» Supplied records:
++++

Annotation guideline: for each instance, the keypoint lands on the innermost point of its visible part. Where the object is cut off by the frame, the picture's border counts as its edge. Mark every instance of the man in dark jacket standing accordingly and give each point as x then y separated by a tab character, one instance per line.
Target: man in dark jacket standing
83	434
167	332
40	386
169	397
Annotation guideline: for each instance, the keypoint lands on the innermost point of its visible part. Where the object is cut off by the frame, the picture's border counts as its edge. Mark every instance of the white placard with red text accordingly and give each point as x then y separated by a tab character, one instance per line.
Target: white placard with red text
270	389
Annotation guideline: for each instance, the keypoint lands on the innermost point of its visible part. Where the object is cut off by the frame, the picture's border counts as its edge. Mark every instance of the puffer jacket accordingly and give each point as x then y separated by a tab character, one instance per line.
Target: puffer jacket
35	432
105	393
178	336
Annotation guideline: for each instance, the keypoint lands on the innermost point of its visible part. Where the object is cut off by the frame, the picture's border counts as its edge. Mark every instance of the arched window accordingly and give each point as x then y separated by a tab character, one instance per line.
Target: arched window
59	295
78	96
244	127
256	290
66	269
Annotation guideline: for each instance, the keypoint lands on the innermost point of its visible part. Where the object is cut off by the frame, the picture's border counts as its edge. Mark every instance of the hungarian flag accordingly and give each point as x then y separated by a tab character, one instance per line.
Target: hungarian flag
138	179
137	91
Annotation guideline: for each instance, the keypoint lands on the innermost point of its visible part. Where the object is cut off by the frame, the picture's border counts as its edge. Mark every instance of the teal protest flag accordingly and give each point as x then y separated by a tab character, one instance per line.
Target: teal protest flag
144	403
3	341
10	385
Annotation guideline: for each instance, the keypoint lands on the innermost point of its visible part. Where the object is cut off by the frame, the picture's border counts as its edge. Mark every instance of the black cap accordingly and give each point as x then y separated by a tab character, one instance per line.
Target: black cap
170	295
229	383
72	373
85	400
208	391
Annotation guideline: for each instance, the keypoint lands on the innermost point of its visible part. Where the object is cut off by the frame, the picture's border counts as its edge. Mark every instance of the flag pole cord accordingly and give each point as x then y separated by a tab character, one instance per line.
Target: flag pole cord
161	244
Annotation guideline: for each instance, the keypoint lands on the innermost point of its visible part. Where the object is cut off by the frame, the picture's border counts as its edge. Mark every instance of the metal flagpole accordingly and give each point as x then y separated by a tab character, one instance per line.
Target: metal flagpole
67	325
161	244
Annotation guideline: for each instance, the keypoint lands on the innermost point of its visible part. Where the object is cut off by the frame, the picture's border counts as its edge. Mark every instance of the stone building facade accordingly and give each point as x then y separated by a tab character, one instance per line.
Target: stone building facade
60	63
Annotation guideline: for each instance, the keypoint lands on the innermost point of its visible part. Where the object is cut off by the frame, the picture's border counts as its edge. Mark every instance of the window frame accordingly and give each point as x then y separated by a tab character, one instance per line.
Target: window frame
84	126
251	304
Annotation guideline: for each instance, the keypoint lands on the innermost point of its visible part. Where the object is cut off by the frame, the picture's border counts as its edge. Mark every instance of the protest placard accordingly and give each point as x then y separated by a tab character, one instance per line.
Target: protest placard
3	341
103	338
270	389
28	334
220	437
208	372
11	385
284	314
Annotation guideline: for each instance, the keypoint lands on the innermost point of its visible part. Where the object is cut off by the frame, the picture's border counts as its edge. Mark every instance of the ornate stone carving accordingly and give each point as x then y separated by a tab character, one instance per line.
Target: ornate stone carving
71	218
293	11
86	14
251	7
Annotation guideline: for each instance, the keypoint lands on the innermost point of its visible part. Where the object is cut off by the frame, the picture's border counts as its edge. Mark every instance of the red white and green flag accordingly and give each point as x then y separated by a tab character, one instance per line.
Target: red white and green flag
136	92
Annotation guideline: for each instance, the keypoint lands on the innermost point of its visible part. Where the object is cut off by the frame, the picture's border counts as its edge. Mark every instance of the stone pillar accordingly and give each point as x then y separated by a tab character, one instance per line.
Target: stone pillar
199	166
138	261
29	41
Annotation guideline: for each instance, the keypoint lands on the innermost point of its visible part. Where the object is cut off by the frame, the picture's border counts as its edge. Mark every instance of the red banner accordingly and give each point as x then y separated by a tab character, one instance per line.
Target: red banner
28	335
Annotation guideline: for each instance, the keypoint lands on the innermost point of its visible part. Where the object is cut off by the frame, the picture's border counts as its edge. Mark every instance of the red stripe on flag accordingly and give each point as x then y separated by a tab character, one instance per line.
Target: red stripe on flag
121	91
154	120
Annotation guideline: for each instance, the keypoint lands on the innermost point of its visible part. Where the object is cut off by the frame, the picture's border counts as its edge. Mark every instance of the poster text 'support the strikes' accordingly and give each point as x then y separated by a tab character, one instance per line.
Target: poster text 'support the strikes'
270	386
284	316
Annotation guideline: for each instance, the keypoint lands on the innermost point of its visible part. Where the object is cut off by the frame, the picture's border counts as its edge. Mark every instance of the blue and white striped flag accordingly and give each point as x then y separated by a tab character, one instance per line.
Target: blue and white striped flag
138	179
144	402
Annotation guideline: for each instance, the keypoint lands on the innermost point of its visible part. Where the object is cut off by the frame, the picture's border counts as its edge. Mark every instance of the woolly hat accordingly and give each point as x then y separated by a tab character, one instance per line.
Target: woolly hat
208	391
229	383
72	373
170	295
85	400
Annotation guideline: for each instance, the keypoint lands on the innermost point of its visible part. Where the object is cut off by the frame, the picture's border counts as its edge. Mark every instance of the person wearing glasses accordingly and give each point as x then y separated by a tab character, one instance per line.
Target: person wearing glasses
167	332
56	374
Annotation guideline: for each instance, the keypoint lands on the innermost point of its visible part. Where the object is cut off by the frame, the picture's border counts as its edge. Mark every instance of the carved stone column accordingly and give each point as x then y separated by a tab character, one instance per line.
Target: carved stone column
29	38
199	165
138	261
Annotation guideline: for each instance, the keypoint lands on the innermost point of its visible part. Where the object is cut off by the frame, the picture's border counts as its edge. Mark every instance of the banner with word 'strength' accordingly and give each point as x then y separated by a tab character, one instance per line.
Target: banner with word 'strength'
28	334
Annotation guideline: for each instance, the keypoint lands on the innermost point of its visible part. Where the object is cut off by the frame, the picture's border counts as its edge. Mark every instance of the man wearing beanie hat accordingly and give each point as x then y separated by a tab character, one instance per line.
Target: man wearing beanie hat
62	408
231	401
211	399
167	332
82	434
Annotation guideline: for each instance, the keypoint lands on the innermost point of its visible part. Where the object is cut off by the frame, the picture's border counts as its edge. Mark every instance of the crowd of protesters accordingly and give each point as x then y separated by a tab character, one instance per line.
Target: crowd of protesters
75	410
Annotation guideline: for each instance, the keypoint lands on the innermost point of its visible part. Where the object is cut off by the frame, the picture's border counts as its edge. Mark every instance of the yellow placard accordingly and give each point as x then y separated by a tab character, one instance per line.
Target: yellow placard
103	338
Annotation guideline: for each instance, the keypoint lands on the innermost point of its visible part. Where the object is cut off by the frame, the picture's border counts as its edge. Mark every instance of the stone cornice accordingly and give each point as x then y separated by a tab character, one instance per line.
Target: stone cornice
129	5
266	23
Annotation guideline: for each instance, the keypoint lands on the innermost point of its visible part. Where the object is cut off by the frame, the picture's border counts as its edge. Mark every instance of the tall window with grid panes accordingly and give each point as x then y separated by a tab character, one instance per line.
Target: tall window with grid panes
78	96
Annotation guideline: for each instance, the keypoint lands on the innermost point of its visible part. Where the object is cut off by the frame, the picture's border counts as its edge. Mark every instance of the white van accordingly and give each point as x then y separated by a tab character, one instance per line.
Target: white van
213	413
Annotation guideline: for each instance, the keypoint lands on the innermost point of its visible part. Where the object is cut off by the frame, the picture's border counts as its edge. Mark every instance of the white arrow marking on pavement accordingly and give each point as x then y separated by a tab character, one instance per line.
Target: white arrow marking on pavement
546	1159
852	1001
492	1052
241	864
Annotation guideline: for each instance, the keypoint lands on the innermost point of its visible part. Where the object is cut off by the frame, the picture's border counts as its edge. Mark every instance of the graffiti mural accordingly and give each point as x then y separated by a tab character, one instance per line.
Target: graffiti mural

++++

» Brief: Set down exactly the lines that begin with the one containing "Target: white van" and end with the last line above, and no others.

» Solution for this problem:
Target: white van
213	413
Annotation guideline: for each instance, the keypoint lands on the innermost point of its visible part. Where the object is cut off by the frame, the picture's border counts as its edge. Mark every instance of the white arrow marking on pavement accordingly and give each point as x then y separated by a tab character, one instance per line.
Target: white arrow marking on pavement
546	1159
852	1001
492	1052
241	864
Annotation guideline: for each instance, the keypoint lands on the innermost point of its visible part. Where the object is cut off by the frame, the picture's border counts as its edge. Mark every instance of the graffiti mural accordingly and give each point as x then y separated by a tab character, one instance per line.
Target: graffiti mural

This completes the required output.